## Passage shown
________________

In this Python functions post, the goal is to get you the expertise required to get started and work with functions using Python.

Why We Need Python Functions?

Functions manage the inputs and outputs in computer programs. Programming languages are designed to work on data and functions are an effective way to manage and transform this data.

The modifications are generally done to drive outcomes like performing tasks and finding results. And, the set of operations or instructions required to do so comes from logically functional blocks of code that can be reused independently from the main program.

In fact, the main code is also a function, just a very important one. Every other function is logically aligned and maintained to functionally execute from your main code. But, if the function has not been defined, you’ll just have to define one yourself before using it. This is because the definition lists the steps of its operation.

 logically-aligned-and-maintained

Would you rather write a single piece of code 10 times or just once and use it 10 times?

So, functions are nothing but tasks that a user wants to perform. But, defining it once with a name will let you reuse that functionality without making your main programs look too scary. This drastically reduces lines of code and even makes debugging easier.

________________

## Records
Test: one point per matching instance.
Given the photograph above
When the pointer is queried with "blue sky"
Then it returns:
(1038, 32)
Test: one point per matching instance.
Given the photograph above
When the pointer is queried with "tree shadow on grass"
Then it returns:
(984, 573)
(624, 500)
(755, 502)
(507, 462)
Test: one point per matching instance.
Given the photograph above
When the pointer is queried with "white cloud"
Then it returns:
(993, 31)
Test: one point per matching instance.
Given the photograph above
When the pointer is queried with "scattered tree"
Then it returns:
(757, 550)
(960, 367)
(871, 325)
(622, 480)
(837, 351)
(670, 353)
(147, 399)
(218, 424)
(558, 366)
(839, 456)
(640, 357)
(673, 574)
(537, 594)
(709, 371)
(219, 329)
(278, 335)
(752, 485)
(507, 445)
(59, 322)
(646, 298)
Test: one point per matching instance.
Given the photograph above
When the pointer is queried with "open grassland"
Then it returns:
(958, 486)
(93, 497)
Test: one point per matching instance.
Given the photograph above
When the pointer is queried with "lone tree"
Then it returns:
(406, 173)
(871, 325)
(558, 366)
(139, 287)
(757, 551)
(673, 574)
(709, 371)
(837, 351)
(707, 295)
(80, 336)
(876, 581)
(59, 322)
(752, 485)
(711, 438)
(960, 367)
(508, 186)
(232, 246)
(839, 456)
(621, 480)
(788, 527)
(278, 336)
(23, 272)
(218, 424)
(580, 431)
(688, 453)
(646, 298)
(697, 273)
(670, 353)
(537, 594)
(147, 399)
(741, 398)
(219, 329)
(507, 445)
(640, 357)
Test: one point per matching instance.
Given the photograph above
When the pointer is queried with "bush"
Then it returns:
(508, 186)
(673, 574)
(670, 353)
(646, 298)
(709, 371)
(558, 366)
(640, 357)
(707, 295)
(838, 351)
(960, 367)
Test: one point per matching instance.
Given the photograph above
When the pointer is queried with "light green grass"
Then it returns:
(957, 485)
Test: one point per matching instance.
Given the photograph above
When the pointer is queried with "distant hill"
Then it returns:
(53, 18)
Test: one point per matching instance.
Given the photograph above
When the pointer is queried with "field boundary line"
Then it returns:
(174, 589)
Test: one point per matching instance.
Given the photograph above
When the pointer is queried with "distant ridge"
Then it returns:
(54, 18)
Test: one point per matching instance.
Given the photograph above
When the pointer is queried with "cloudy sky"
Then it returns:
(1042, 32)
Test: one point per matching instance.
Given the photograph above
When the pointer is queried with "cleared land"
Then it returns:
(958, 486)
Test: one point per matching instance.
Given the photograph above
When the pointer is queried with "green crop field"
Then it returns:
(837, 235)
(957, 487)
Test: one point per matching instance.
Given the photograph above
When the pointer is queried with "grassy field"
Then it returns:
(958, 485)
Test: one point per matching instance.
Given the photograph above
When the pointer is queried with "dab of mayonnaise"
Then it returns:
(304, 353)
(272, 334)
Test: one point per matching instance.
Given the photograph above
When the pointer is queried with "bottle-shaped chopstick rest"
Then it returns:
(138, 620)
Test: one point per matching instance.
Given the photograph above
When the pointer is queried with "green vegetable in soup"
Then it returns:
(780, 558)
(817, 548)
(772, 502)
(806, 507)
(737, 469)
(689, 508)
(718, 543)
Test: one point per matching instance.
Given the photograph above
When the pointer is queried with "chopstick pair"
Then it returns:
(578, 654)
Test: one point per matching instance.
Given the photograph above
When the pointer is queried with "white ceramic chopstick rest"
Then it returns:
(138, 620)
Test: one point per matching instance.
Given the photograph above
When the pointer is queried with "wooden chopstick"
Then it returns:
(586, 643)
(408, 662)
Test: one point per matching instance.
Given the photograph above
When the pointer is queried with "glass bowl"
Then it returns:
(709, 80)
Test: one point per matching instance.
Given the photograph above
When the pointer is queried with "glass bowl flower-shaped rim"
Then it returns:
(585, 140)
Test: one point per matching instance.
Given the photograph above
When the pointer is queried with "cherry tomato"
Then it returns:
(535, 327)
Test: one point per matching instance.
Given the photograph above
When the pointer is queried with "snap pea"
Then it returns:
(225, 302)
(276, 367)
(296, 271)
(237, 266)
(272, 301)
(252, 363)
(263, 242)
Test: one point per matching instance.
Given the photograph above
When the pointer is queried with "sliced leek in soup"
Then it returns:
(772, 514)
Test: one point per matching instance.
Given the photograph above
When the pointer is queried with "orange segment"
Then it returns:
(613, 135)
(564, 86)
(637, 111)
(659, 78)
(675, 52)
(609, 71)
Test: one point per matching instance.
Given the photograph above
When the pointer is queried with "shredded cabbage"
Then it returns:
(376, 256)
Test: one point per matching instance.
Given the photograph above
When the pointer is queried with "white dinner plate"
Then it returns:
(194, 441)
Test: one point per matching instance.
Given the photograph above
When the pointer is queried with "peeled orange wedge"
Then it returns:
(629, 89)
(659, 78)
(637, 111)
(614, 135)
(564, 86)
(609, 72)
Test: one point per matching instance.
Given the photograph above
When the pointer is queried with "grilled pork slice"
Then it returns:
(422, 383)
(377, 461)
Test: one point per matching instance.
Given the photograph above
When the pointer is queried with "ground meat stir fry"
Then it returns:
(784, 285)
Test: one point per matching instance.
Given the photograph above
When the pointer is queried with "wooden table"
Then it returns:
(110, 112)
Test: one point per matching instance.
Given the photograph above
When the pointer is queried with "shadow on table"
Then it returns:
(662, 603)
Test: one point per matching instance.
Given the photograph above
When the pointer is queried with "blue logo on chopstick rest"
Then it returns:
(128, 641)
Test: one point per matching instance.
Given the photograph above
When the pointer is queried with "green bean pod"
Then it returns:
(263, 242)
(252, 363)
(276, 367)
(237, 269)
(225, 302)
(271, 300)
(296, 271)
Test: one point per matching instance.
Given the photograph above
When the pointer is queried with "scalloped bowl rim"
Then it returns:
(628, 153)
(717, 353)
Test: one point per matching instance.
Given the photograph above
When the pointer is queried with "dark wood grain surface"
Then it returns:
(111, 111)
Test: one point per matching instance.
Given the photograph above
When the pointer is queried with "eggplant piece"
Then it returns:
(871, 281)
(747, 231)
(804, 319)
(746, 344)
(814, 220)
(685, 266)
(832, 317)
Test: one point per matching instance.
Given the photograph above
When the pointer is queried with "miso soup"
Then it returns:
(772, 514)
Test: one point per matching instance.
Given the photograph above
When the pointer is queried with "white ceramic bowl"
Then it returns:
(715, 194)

________________

## Complete the following
1. In the passage on Python functions, what do functions manage in computer programs?
2. Reproduce the Python functions passage word for word, everything from "In fact, the" down to "makes debugging easier.".
3. Extend the passage on Python functions past its final sentence, writing a few more paragraphs in the same explanatory style.

## Results of the tasks
1. The inputs and outputs.

2.
In fact, the main code is also a function, just a very important one. Every other function is logically aligned and maintained to functionally execute from your main code. But, if the function has not been defined, you’ll just have to define one yourself before using it. This is because the definition lists the steps of its operation.

 logically-aligned-and-maintained

Would you rather write a single piece of code 10 times or just once and use it 10 times?

So, functions are nothing but tasks that a user wants to perform. But, defining it once with a name will let you reuse that functionality without making your main programs look too scary. This drastically reduces lines of code and even makes debugging easier.

3.
We’ll be getting into that shortly, but the first reason behind why we use functions is because of their reusability. The fact that even complex operations could be put together as singular tasks that would run with just a call by its name is what has made code today so much clearer as well.

Every programming language lets you create and use these functions to perform various tasks with just a call. And, you could call it any number of times without having to worry about logically structuring its code into your main code every single time.

repeat-your-self-functions

Say, you have a television that stores many channels on it, receives their digital radio broadcasts, converts them into what we watch, while also giving us additional options for a variety of other features as well.

But that doesn’t mean there is someone logically scripting the lines of codes for what you watch every time you turn on your tv or flip a channel. Rather, functions for each task have been logically defined once and keep getting reused time and again according to the features you try to use.

All of this happens by calling different functions as many times as needed from the main function that is running. So, even if you’re turning the volume up or down, its defined function is being called repeatedly.

And, having a system operating the main code to keep calling these functions as and when needed has also made designing and innovating upon it easier.

The important thing to note is that whenever this function is called, it executes its tasks depending on the instructions specified in it.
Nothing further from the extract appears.